> _DATA FOR PROCESSING_:
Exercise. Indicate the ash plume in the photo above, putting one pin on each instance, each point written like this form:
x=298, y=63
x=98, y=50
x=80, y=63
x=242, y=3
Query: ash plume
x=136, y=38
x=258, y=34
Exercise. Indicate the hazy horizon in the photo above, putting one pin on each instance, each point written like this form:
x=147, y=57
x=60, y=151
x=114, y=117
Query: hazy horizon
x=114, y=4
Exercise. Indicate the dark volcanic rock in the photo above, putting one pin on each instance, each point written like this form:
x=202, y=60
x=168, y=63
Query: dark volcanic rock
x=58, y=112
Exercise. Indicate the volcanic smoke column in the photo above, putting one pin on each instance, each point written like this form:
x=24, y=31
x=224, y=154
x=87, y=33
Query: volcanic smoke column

> _INSTRUCTIONS FOR THE TASK_: Rewrite the part of the listing that opens with the line containing "Exercise. Indicate the dark" and closes with the last line of the listing, keeping every line. Add -37 to each number in the answer coordinates, and leave all other numbers as they are.

> _THE SOLUTION_:
Exercise. Indicate the dark volcanic rock in the photo above, putting one pin on each instance, each point written like this form:
x=202, y=60
x=168, y=63
Query: dark volcanic rock
x=21, y=75
Exercise. Indicate the volcanic smoke column in the photo above, putting one pin on each instance, each point written like this form:
x=24, y=31
x=224, y=154
x=87, y=33
Query: volcanic smoke column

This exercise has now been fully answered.